* begin *

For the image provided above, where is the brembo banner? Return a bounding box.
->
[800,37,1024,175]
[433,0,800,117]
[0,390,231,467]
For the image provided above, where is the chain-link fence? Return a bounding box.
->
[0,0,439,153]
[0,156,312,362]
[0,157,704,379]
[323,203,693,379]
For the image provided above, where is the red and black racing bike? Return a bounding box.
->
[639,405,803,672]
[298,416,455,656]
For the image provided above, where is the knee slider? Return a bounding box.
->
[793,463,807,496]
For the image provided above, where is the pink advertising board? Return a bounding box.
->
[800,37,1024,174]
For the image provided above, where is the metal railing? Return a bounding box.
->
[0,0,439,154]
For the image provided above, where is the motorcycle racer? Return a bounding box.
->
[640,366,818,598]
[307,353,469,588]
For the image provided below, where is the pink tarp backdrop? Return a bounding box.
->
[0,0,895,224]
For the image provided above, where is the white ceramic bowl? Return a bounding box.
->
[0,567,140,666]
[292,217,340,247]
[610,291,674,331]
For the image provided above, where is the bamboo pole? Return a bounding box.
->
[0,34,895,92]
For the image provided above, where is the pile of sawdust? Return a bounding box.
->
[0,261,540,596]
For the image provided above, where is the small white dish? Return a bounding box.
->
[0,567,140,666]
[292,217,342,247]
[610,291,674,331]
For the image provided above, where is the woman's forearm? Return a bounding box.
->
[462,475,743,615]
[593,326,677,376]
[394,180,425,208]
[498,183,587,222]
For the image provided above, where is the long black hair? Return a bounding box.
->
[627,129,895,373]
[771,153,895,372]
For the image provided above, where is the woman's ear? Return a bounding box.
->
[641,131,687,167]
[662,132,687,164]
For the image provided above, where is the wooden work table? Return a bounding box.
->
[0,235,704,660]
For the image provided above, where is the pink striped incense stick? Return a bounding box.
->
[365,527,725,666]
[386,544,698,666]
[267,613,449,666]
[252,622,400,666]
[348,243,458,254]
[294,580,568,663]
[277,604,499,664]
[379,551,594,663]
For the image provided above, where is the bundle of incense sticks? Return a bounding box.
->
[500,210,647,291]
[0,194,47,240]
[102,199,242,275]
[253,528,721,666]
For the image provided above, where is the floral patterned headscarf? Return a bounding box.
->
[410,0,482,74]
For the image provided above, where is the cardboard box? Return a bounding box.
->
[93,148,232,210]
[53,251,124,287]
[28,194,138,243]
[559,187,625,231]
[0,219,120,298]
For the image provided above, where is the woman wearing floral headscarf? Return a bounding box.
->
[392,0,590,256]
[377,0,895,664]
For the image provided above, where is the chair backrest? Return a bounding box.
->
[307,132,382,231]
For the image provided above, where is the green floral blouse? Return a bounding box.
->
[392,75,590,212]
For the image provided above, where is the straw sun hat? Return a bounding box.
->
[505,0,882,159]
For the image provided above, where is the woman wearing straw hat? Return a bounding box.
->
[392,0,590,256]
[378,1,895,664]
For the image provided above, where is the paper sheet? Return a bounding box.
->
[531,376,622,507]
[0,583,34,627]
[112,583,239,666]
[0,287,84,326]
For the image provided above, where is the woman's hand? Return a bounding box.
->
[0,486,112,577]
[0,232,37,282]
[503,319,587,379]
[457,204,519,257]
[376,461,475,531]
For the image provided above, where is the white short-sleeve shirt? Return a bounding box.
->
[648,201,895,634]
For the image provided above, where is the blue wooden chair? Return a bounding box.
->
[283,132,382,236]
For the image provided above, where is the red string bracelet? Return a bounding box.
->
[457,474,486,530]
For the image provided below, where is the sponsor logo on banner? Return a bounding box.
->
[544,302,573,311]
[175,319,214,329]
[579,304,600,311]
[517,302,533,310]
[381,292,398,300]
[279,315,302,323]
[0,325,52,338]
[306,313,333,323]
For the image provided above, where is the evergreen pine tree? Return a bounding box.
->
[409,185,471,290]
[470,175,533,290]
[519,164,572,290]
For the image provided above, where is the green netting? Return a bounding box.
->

* end *

What the task asks:
Rescale the listing starting at the line containing "For the image provided above, where is the white ceramic" and ending at the line containing "[498,183,587,222]". Reproduce every line in that span, requests included, with each bounding-box coordinate in the answers multiplied by 1.45 and rounded to a whole number (halves round up), and output only those lines.

The completed task:
For the image provided above, where is the white ceramic bowl? Return a bounding box.
->
[0,822,203,966]
[423,315,493,358]
[885,422,977,480]
For the image provided above, where is the bamboo pole? Return a bounding box.
->
[0,49,1298,133]
For the image provided above, where is the pile of sawdust? Return a bounding box.
->
[0,378,783,864]
For the image provided above, where is the small white dish? Return a bounding box.
->
[0,822,203,966]
[423,315,496,358]
[885,422,977,480]
For the image provided above, where is the woman's forearm? Return a bounding box.
->
[670,689,1077,892]
[860,473,982,545]
[571,261,616,302]
[722,265,851,322]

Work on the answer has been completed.